Prompt 1 - From the article on the Principle 10 negotiations, list every country that it names as a member of the Negotiating Committee board.

Text -
Delegates from 24 countries of Latin America and the Caribbean pose next to Argentine authorities, after the opening of the seventh meeting of the negotiating committee on a regional agreement that will enable access to information, participation and justice in environmental matters, held in Buenos Aires. Credit: Daniel Gutman/IPS

By Daniel Gutman
BUENOS AIRES, Aug 4 2017 (IPS)

The final declaration of the Earth Summit held in Rio de Janeiro in 1992 stated that “Environmental issues are best handled with the participation of all concerned citizens.” However, this rarely happens in Latin America and the Caribbean.

That was acknowledged by most countries in the region, which 25 years later are drafting a supranational legal instrument with the aim of making public access to information and to environmental justice a reality for people in Latin America and the Caribbean.

Delegates from 24 countries are taking part Jul. 31 to Aug. 4 in the Seventh Meeting of the Negotiating Committee of the Regional Agreement on Access to Information, Public Participation and Access to Justice in Environmental Matters in Latin America and the Caribbean, known as Principle 10 of the 1992 Rio Declaration on Environment and Development.“Social conflicts over environmental issues resulted in 200 deaths last year around the world, 60 per cent of which were documented in Latin America. The most violent region has been the Amazon rainforst, where 16 people died for defending their land.” -- Danielle Andrade

This week’s meeting in Buenos Aires, organised by the Economic Commission for Latin America and the Caribbean (ECLAC) and the government of Argentina, is to be the second-to-last debate on Principle 10, and is being held behind closed doors.

The final document is to be approved in November or December in an as-yet undetermined city.

But there is still a long way to go.

At the current meeting it has become clear that the debate on how far public participation should go has not come to a conclusion, although the ECLAC-sponsored negotiations began in November 2014.

The main sticking point is whether or not the document will be binding on signatory states.

If an agreement is reached for a binding document, it would set minimum standards for the participating countries to guarantee public participation in environmental matters.

If the decision is that it should be non-binding, it could merely become yet another declaration of principles that changes nothing.

The UN special rapporteur on Human Rights and the Environment, John Knox of the United States, said “the instrument should be binding, even though that would make it harder to reach a consensus.”

“If it isn’t binding, the impression will be that instead of taking a step forward, we took a step back,” he said.

Knox was a special guest speaker during the opening of the meeting, which was held at Argentina’s Foreign Ministry, with the presence of three Argentine cabinet ministers and Costa Rica’s deputy minister of environment, Patricia Madrigal.

The Costa Rican official took part on behalf of the Negotiating Committee board, which is presided by her country and Chile, and is also composed of Argentina, Mexico, Peru, Trinidad and Tobago, and Saint Vincent and the Grenadines.

In the same vein as Knox, the Argentine expert on environmental law, Daniel Sabsay, a speaker at a special session on the implementation of the future agreement, said he was “worried by the prospect that the text will just end up as another grand declaration, without any actual results.”

Prompt 2 - Extract each line of the entries below that contains the word "tree". Case counts.

Entries provided -
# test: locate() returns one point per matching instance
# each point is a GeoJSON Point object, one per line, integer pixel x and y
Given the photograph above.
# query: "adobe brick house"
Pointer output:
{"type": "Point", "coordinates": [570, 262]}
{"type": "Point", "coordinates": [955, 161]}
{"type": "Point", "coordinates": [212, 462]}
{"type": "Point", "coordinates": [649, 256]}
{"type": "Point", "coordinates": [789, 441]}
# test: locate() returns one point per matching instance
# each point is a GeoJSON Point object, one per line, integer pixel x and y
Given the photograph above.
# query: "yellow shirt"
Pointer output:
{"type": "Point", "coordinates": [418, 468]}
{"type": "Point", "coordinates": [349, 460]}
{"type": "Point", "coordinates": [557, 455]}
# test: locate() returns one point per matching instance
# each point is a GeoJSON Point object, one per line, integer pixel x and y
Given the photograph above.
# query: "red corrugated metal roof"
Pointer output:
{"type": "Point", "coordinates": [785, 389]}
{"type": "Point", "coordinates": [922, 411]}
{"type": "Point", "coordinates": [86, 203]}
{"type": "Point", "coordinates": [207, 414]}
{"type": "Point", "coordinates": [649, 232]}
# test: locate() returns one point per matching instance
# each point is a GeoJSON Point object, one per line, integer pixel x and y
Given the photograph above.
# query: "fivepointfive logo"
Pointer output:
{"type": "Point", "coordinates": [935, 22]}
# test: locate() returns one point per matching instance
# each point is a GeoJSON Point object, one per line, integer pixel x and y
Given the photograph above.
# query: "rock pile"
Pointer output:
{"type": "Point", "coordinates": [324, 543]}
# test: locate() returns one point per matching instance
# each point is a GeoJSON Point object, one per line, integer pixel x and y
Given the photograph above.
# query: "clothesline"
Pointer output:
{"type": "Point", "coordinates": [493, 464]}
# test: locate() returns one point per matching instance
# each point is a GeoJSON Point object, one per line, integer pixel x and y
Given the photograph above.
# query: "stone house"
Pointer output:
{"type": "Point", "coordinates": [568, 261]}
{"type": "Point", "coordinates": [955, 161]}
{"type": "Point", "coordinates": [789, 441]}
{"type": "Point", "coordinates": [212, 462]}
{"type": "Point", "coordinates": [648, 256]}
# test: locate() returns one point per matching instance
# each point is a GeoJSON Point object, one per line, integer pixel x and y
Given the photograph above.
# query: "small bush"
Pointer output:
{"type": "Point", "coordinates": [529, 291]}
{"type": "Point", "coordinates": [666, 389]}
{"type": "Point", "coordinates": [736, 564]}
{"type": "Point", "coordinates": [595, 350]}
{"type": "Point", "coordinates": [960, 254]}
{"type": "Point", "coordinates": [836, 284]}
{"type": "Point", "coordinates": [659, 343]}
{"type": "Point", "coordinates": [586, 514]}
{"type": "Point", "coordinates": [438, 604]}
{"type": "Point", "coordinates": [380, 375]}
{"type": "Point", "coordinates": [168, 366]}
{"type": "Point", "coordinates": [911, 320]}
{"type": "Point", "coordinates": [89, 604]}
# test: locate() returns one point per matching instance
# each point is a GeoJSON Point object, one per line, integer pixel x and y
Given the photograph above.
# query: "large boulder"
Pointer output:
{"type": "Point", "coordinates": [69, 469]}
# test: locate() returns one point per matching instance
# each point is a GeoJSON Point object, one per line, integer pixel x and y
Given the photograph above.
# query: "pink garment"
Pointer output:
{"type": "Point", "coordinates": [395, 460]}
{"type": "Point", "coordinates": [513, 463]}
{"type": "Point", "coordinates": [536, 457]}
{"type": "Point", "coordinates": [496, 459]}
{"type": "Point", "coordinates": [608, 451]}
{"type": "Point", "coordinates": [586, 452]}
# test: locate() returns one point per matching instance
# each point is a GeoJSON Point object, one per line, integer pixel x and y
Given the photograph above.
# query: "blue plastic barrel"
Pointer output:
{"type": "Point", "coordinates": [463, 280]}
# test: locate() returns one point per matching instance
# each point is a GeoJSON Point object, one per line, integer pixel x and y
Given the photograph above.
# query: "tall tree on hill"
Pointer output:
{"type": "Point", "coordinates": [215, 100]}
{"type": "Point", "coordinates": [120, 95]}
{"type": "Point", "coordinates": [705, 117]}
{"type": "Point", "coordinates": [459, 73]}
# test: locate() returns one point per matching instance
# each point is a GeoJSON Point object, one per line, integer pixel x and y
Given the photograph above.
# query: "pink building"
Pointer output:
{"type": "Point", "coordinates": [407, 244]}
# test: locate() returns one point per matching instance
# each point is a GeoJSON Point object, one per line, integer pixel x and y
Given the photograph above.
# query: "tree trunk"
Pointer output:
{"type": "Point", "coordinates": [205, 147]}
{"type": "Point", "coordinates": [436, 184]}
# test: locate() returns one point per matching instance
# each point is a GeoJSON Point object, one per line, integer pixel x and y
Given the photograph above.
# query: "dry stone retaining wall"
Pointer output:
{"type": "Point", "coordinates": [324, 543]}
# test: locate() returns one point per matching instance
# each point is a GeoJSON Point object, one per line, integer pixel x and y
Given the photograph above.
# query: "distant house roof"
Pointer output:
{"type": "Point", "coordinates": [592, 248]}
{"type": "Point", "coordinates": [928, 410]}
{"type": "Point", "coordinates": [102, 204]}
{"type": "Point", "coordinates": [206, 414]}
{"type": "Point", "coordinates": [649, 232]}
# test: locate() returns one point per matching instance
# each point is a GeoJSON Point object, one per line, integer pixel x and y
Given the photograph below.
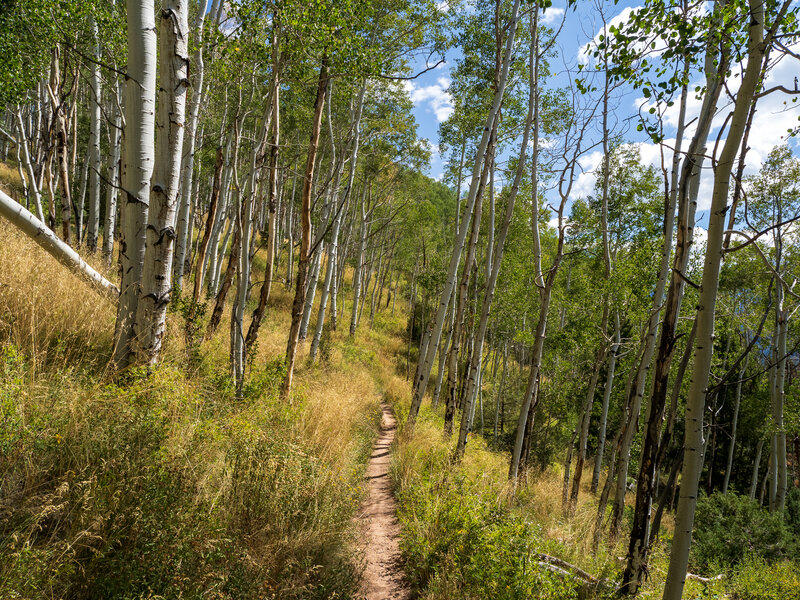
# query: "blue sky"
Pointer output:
{"type": "Point", "coordinates": [432, 102]}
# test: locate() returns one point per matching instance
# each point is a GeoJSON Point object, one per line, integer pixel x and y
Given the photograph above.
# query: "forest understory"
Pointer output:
{"type": "Point", "coordinates": [435, 299]}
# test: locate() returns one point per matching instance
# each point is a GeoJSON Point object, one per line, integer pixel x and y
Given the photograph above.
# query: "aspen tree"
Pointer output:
{"type": "Point", "coordinates": [140, 101]}
{"type": "Point", "coordinates": [704, 346]}
{"type": "Point", "coordinates": [420, 386]}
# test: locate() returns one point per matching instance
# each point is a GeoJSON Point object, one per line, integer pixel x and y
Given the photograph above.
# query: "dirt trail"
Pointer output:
{"type": "Point", "coordinates": [383, 577]}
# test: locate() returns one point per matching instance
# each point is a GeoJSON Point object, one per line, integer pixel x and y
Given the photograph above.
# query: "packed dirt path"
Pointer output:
{"type": "Point", "coordinates": [383, 576]}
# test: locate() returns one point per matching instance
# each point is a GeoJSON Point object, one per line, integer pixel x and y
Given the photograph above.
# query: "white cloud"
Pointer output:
{"type": "Point", "coordinates": [551, 15]}
{"type": "Point", "coordinates": [585, 51]}
{"type": "Point", "coordinates": [775, 114]}
{"type": "Point", "coordinates": [435, 96]}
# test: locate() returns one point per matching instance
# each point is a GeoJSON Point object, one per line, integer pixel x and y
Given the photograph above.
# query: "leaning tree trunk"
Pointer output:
{"type": "Point", "coordinates": [272, 199]}
{"type": "Point", "coordinates": [40, 233]}
{"type": "Point", "coordinates": [305, 222]}
{"type": "Point", "coordinates": [421, 384]}
{"type": "Point", "coordinates": [140, 104]}
{"type": "Point", "coordinates": [704, 345]}
{"type": "Point", "coordinates": [494, 270]}
{"type": "Point", "coordinates": [609, 386]}
{"type": "Point", "coordinates": [26, 158]}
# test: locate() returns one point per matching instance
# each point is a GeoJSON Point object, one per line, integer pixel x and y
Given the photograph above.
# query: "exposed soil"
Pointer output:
{"type": "Point", "coordinates": [384, 578]}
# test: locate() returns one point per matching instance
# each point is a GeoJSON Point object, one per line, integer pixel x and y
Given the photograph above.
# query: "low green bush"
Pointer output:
{"type": "Point", "coordinates": [459, 543]}
{"type": "Point", "coordinates": [755, 579]}
{"type": "Point", "coordinates": [729, 527]}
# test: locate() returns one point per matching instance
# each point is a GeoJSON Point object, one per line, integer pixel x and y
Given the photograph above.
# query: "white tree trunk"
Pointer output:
{"type": "Point", "coordinates": [704, 345]}
{"type": "Point", "coordinates": [113, 182]}
{"type": "Point", "coordinates": [421, 384]}
{"type": "Point", "coordinates": [156, 286]}
{"type": "Point", "coordinates": [140, 101]}
{"type": "Point", "coordinates": [40, 233]}
{"type": "Point", "coordinates": [94, 148]}
{"type": "Point", "coordinates": [187, 165]}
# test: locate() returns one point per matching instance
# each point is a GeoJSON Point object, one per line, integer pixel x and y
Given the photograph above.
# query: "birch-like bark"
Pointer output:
{"type": "Point", "coordinates": [736, 403]}
{"type": "Point", "coordinates": [33, 184]}
{"type": "Point", "coordinates": [40, 233]}
{"type": "Point", "coordinates": [420, 386]}
{"type": "Point", "coordinates": [156, 286]}
{"type": "Point", "coordinates": [756, 464]}
{"type": "Point", "coordinates": [187, 164]}
{"type": "Point", "coordinates": [113, 179]}
{"type": "Point", "coordinates": [359, 267]}
{"type": "Point", "coordinates": [778, 379]}
{"type": "Point", "coordinates": [140, 104]}
{"type": "Point", "coordinates": [704, 345]}
{"type": "Point", "coordinates": [93, 230]}
{"type": "Point", "coordinates": [272, 199]}
{"type": "Point", "coordinates": [497, 257]}
{"type": "Point", "coordinates": [305, 222]}
{"type": "Point", "coordinates": [609, 385]}
{"type": "Point", "coordinates": [638, 547]}
{"type": "Point", "coordinates": [333, 247]}
{"type": "Point", "coordinates": [686, 192]}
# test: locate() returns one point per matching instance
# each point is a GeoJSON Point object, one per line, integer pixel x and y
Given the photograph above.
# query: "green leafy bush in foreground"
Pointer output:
{"type": "Point", "coordinates": [157, 489]}
{"type": "Point", "coordinates": [459, 543]}
{"type": "Point", "coordinates": [729, 527]}
{"type": "Point", "coordinates": [755, 579]}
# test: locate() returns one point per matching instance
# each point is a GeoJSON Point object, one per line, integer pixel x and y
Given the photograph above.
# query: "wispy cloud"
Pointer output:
{"type": "Point", "coordinates": [551, 15]}
{"type": "Point", "coordinates": [434, 97]}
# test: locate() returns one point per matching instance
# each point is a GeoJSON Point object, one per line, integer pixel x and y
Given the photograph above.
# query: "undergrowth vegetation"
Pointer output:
{"type": "Point", "coordinates": [164, 484]}
{"type": "Point", "coordinates": [466, 535]}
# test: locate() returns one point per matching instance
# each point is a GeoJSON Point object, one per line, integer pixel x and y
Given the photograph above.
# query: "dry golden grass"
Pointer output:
{"type": "Point", "coordinates": [47, 312]}
{"type": "Point", "coordinates": [282, 480]}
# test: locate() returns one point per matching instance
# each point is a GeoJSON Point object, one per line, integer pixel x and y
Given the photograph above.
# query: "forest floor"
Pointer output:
{"type": "Point", "coordinates": [384, 576]}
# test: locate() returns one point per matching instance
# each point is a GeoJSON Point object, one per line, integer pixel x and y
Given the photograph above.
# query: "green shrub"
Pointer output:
{"type": "Point", "coordinates": [729, 527]}
{"type": "Point", "coordinates": [459, 543]}
{"type": "Point", "coordinates": [755, 579]}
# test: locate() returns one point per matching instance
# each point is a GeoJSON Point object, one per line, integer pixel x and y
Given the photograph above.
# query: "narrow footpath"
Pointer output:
{"type": "Point", "coordinates": [384, 578]}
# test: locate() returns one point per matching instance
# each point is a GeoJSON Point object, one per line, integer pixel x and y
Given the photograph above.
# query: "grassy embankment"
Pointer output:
{"type": "Point", "coordinates": [165, 485]}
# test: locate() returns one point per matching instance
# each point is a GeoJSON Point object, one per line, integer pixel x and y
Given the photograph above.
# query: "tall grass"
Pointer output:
{"type": "Point", "coordinates": [163, 484]}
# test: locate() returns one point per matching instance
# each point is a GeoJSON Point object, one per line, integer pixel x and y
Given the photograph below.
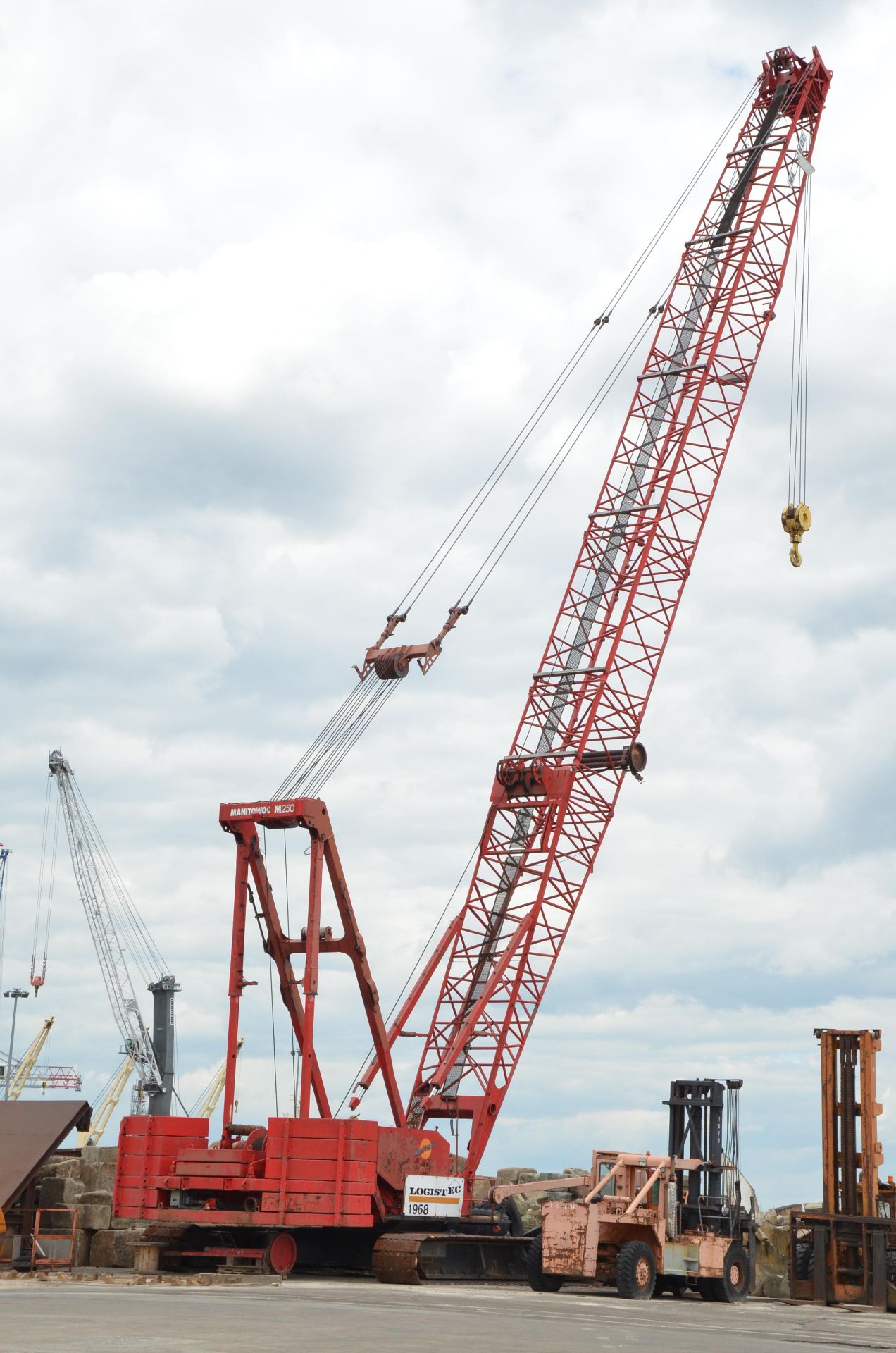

Written answer 1 - Costa Rica, Chile, Argentina, Mexico, Peru, Trinidad and Tobago, and Saint Vincent and the Grenadines.

Written answer 2 -
# query: "tall tree on hill"
# query: "tree trunk"
# query: "aspen tree"
# query: "leaning tree trunk"
# query: "white tree trunk"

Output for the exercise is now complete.